Bay Area lawmakers are asking the federal government for $32.2 million in emergency funding to combat the spread of a grape pest. The glassy-winged sharpshooter is an invasive insect that threatens Northern California vineyards and the broader wine industry. In a letter sent to the U.S. Department of Agriculture, lawmakers warned that the pest and the disease it carries could create losses of about $104 million a year if allowed to spread.
The request comes after the California Department of Food and Agriculture found in May that infested grapevines had been supplied to multiple Costco locations across California. According to the lawmakers’ letter, those consumer sales helped spread the pest to at least 38 counties statewide.
The insect at the center of the concern is the glassy-winged sharpshooter, which spreads Pierce’s disease, a bacterial infection that is fatal to grapevines and can also damage almond, citrus, and ornamental plants. Northern California, as the heart of the U.S. wine industry, is considered especially vulnerable if the insect becomes established more broadly.
The funding request is meant to support tracing, surveying, trapping, and eradication efforts over what lawmakers estimate could be a four-year response. The letter was led by Sens. Adam Schiff and Alex Padilla and signed by 12 members of the House. Bay Area lawmakers on the request included Rep. Mike Thompson of Napa, Rep. Jimmy Panetta of Monterey, Rep. Jared Huffman of San Rafael, Rep. John Garamendi of Vallejo, and Rep. Mark DeSaulnier of Antioch.
So far, state officials believe the infestation is limited to residential areas and has not spread into commercial vineyards. But industry representatives say the uncertainty itself is costly because officials still need to determine where the vines went, how widely the insect may have spread, and what level of outreach and trapping will be required to contain it.
Michael Miller, director of government relations for the California Association of Winegrape Growers, told Local News Matters that the state may have caught the problem early enough to avoid a larger crisis, but that the full scale is still unknown. He said the tracing, trapping, and outreach alone make the response a very expensive undertaking.
The contaminated plants were traced back to Burchell Nursery in Fresno County, according to the report. That detail adds another layer to the state’s response, as regulators and lawmakers try to understand how infested vines moved through the consumer supply chain and into neighborhoods across California.
For the Bay Area, the issue reaches beyond agriculture alone. Wine production is a major economic engine in parts of Napa, Sonoma, and surrounding regions, and any serious spread of Pierce’s disease would carry implications for growers, local employment, tourism, and the broader regional economy. The emergency funding request reflects the view among lawmakers that the threat needs to be addressed before it reaches commercial vineyards.
For now, officials are treating the outbreak as a containment problem rather than a confirmed commercial crop disaster. But the push for federal funding shows how seriously lawmakers are viewing the risk. If the sharpshooter continues to spread, what began as a residential plant issue could turn into a much larger challenge for one of California’s most important agricultural sectors.

DATASET CONTENT:
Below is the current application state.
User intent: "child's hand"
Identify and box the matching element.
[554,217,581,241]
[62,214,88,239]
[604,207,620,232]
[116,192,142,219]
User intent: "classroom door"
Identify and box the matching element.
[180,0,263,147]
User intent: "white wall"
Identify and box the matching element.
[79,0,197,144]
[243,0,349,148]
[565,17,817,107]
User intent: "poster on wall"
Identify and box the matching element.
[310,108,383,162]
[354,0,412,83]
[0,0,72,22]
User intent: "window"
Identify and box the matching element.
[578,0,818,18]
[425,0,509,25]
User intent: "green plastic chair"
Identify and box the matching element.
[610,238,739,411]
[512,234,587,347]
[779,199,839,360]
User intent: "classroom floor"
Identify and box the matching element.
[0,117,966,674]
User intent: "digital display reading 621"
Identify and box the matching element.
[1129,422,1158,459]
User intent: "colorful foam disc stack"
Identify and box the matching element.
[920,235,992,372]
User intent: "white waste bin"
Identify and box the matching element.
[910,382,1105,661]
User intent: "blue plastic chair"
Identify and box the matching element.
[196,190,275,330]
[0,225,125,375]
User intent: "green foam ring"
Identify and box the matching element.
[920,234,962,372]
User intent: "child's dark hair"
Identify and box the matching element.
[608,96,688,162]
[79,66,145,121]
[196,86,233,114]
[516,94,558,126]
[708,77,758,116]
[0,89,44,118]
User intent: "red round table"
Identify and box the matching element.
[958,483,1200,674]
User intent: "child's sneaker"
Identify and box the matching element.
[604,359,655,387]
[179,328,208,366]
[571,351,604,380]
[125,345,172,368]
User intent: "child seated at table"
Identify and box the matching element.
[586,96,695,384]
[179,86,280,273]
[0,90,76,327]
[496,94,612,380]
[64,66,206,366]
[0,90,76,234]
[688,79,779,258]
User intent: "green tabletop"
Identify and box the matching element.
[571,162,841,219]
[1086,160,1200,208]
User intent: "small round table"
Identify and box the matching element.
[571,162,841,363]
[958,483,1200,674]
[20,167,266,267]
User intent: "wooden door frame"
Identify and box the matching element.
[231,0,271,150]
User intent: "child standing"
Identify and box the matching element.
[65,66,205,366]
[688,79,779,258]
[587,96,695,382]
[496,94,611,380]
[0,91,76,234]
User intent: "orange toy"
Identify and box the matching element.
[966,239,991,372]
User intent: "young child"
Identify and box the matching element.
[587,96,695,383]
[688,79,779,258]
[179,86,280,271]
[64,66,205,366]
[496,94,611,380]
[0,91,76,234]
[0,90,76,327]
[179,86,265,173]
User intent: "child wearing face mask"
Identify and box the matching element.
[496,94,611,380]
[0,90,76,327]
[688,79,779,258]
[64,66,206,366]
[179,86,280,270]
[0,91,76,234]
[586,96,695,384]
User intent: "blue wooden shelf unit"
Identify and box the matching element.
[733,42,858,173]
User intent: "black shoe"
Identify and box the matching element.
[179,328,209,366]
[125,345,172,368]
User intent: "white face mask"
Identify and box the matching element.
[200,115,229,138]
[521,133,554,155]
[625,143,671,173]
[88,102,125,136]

REQUIRED WORK:
• 1. From the sharpshooter article, extract the passage that opens with the words containing "The request comes" and closes with "established more broadly.".
• 2. In the sharpshooter article, why do industry representatives consider the uncertainty itself costly, even though the infestation appears confined to residential areas? Answer in one to three sentences.
These lines come from a different source than the sharpshooter article.

YOUR RESPONSES:
• 1.
The request comes after the California Department of Food and Agriculture found in May that infested grapevines had been supplied to multiple Costco locations across California. According to the lawmakers’ letter, those consumer sales helped spread the pest to at least 38 counties statewide.
The insect at the center of the concern is the glassy-winged sharpshooter, which spreads Pierce’s disease, a bacterial infection that is fatal to grapevines and can also damage almond, citrus, and ornamental plants. Northern California, as the heart of the U.S. wine industry, is considered especially vulnerable if the insect becomes established more broadly.

• 2. Officials still have to work out where the infested vines went and how widely the insect may have spread. They also have to decide how much outreach and trapping will be needed to contain it.